▶ Instruction
Can you continue the court passage on the challenge to the income-tax notice, picking up after its last sentence?

▶ Passage shown

——

5. The validity of the notice issued against the appellant is sought to be challenged by Mr. S. T. Desai on two grounds. He contends that the assessment proceedings commenced against the appellant are barred by limitation under section 34(3) of the Act and he argues that the initiation of the said proceedings is without jurisdiction and as such illegal. The question of limitation can and ought to be raised by the appellant before the Income-tax Officer; that is not a point which can be legitimately agitated in writ proceedings. We, therefore, do not propose to deal with this point. If the appellant is so advised he may raise this point before the first respondent, and we have no doubt that if it is so raised the first respondent will deal with it in accordance with law.

——

▶ Dataset extract
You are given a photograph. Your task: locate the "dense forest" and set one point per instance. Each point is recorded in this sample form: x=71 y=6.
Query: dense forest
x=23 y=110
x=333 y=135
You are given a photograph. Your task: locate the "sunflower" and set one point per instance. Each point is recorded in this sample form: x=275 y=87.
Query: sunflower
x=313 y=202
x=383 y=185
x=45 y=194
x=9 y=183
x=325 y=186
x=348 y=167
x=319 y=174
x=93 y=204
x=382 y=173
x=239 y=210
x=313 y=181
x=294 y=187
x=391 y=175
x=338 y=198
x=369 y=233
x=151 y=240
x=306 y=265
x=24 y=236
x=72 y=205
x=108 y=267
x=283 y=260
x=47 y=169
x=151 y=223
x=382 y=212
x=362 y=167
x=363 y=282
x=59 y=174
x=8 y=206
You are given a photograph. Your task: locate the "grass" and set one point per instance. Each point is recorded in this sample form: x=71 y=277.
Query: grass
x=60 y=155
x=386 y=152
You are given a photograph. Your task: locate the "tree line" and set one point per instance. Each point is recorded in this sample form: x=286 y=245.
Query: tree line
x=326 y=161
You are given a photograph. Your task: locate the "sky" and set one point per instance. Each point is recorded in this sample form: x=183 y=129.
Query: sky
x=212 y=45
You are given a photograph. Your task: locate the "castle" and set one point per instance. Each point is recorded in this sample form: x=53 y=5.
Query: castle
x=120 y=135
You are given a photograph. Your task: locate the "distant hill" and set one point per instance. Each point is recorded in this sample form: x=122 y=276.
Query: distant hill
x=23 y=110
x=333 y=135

——

▶ Output for this exercise
6. The question of jurisdiction raised by the appellant is, in one opinion, not well founded. It is significant that the case for the appellant is that the order of transfer passed by the Central Board on September 30, 1953, was illegal and unauthorised. Indeed, in the proceedings before us the validity of the said order is not sought to be supported even by the respondent so that if the said order was invalid there can be no doubt that the subsequent order passed by the Commissioner of Income-tax (Central), Bombay, assigning the case to the Income-tax Officer, Section IV (Central), Bombay, would itself be invalid. It is obvious that this latter order has been passed by the Commissioner in pursuance of the authority conferred on him by the earlier order passed by the Central Board itself. The sequence of the orders leaves no doubt on the point. Besides, it is not disputed that the Commissioner of Income-tax (Central), Bombay, would otherwise have no jurisdiction to deal with income-tax proceedings pending again against the appellant at Jamnagar. Therefore, if the original order of the Central Board is invalid, the assignment of the appellants case to the Income-tax Officer, Section IV(Central), Bombay, is also invalid, and so the matter will have to be dealt with by the first respondent who under section 64 of the Act has jurisdiction to deal with it.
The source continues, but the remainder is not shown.